> _Problems to work on_:
[1] Name every band mentioned in the blog excerpt.
[2] Pick up the blog excerpt where it stops and keep writing.

Someday I'll make a movie where someone gets buried with this tombstone, and the guy next to him in the cemetery gets buried with a Mothra tombstone, and they come back as zombies and beat each other to death with their respective granite monsters in an epic super ultra meta-reference battle.

Of course, the best way to buy yourself a righteous sleigh-ride to hell remains the Kiss Kasket, which I believe they buried Dimebag Darrel in. I don't care how you feel about Pantera, but having a deranged man shoot you in the head while you're shredding heavy metal guitar in front of thousands of screaming fans and then getting buried in a Kiss Kasket is a pretty metal way to go.

If Gene Simmons could find a way to make money off of Kiss embalming fluid, he'd do it:

Thursday, January 17, 2008

Rock n' Roll Japan

Somebody lost one of the teacher's cards. I had to make a new one. The phrase on the lost card was "meet a rock star." Clearly the rock gods in Valhalla caused this to happen. They wanted me to instill a subconscious love of Van Halen in the minds of my little Japanese students.

So years down the road they won't know why, or how, but when "Jump" comes on the radio they'll have a "Manchurian Candidate" reflex and start playing air guitar.

Friday, January 11, 2008

May God Have Mercy on Us All

I saw this idling outside of an apartment complex this morning. I was just finishing up the last 5 minutes of my run, and I sprinted home, praying that I could grab my camera and get back in time to take a picture of this monstrosity.

> _Provided material_:
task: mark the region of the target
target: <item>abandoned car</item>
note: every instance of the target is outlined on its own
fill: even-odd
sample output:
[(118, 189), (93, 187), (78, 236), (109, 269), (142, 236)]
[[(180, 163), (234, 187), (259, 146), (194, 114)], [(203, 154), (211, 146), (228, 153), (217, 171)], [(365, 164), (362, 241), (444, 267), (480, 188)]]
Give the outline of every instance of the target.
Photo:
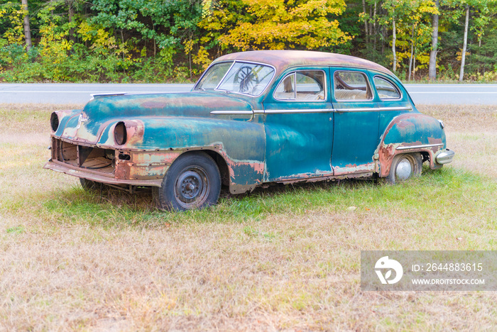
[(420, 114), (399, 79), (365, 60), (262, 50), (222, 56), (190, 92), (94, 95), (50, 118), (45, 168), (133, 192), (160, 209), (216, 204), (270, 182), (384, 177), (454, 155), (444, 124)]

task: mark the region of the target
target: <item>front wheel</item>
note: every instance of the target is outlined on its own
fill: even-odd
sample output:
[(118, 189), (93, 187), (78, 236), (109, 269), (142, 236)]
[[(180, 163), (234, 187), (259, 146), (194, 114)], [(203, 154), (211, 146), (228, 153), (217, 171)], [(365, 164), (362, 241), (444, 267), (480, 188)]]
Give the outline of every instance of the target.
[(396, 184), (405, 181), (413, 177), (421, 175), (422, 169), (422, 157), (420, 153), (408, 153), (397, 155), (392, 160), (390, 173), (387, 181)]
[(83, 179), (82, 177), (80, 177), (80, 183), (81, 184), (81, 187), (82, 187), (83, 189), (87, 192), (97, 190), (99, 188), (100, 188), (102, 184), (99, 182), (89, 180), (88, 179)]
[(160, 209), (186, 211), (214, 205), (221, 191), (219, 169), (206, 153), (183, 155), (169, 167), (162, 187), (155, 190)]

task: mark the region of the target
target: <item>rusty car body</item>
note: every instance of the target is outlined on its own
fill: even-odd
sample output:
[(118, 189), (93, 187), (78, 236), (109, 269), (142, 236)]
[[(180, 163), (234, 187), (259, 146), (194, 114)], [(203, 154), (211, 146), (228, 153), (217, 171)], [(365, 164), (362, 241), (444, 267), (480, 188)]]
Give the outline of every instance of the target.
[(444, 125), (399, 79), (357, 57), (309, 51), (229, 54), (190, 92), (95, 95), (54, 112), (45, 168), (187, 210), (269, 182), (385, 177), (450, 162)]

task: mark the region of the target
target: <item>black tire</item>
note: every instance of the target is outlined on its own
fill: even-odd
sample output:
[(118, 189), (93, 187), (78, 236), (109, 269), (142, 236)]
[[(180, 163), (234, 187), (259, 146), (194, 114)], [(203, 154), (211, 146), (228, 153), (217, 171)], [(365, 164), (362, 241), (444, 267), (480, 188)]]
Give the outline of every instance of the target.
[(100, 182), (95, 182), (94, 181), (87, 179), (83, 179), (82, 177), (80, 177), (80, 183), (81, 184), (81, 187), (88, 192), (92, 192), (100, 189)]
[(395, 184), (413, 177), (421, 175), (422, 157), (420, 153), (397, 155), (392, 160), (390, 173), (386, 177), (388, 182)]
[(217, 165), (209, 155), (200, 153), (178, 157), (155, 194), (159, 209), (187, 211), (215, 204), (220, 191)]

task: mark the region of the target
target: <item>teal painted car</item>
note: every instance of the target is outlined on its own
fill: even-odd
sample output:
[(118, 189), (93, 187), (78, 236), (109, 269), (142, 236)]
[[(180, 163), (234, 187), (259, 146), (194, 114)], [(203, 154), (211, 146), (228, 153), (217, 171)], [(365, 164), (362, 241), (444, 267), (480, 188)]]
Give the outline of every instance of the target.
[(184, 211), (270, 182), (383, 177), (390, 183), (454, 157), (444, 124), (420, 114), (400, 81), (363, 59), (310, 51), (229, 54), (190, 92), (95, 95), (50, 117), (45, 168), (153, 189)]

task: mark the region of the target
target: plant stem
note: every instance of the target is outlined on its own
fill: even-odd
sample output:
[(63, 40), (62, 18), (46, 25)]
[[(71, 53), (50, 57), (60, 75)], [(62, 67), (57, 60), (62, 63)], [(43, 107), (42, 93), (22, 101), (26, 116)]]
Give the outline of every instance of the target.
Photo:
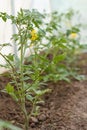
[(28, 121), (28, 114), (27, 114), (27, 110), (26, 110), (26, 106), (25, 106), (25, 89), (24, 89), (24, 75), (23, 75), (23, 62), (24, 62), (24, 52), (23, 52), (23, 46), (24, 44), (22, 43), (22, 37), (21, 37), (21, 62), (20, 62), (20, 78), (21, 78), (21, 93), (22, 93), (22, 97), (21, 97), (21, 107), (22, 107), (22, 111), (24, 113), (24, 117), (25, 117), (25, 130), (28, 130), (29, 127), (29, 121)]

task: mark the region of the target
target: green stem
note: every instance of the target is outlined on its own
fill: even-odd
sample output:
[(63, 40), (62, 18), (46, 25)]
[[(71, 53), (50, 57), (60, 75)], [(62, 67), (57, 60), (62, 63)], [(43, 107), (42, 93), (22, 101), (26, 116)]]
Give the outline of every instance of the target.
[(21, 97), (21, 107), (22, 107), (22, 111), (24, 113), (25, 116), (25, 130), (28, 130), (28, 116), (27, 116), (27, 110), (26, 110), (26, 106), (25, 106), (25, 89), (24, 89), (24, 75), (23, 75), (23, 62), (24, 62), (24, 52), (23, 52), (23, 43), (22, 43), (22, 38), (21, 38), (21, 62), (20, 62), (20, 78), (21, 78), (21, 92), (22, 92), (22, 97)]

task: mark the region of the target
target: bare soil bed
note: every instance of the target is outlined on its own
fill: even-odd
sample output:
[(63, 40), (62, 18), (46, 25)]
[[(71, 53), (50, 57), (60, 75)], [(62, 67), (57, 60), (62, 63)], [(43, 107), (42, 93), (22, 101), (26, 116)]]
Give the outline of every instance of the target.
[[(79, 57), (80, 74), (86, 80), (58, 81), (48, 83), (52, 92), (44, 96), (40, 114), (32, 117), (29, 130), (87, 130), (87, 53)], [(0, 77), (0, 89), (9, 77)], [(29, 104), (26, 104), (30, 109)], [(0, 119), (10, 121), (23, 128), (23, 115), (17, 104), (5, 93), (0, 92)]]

> _Expected responses_:
[1] Pantera, Kiss, Van Halen

[2]
Relief washed over me when I saw that it was still there, parked in all its airbrushed majesty.







I admire the commitment to aesthetics. Those wings look like they negatively alter the van's aerodynamics, not to mention screw you over in parking garages. I wonder who owns this thing? What are his hobbies? Does the van have a grape soda dispenser in the console? How badass would it be if the guy dressed up like Grimace from McDonald's and drove around passing out candy on Halloween? Or not on Halloween to be even creepier...

Tuesday, January 8, 2008

My Ironic Day

One of my classes just started learning the names of different classes. We did art class, music class, swimming class, math class, English class...and karate class.

How do you pronounce "karate?" Probably something like ka-RODDY, right? Well, me too. In Japanese you say it more like ka-ra-tay (using the funny Japanese r/l mixture sound). And it is a Japanese word after all.

But since this is English class, I'm teaching the kids how to say it American style. So in essence, I am sitting up there teaching them how to say their own damn word incorrectly. They are coming to school in order to learn how to say a word they already know, but with an affected American accent.

It's like a Japanese person telling me how to call my favorite video game "Su-pa Ma-li-o Bu-ra-sa-zu" or something.

Luckily, the kids are only ever thinking about playing their Nintendo DS Lites and drawing cartoon feces, so this all went over their heads.

Probably for the better.

Sunday, January 6, 2008

Vacation Pictures!

It used to be (according to the movies that are my only reference) when someone invited you to look at vacation pictures, you approached the event with dread. It meant sitting captive on someone's couch, watching slide after slide of his pasty family waving in front of the Eifel Tower. Well, this is 2008, and we demand instant gratification.

So here are a select few of my vacation pictures. The best part is that you can look at all of them in about 2 minutes--less if you get bored. It's a great time to be alive and distractable!


The drive to the beach, like Kate Moss, was cold, beautiful, and coated in a fine white powder.





Tis Homer, the greatest Dane of them all!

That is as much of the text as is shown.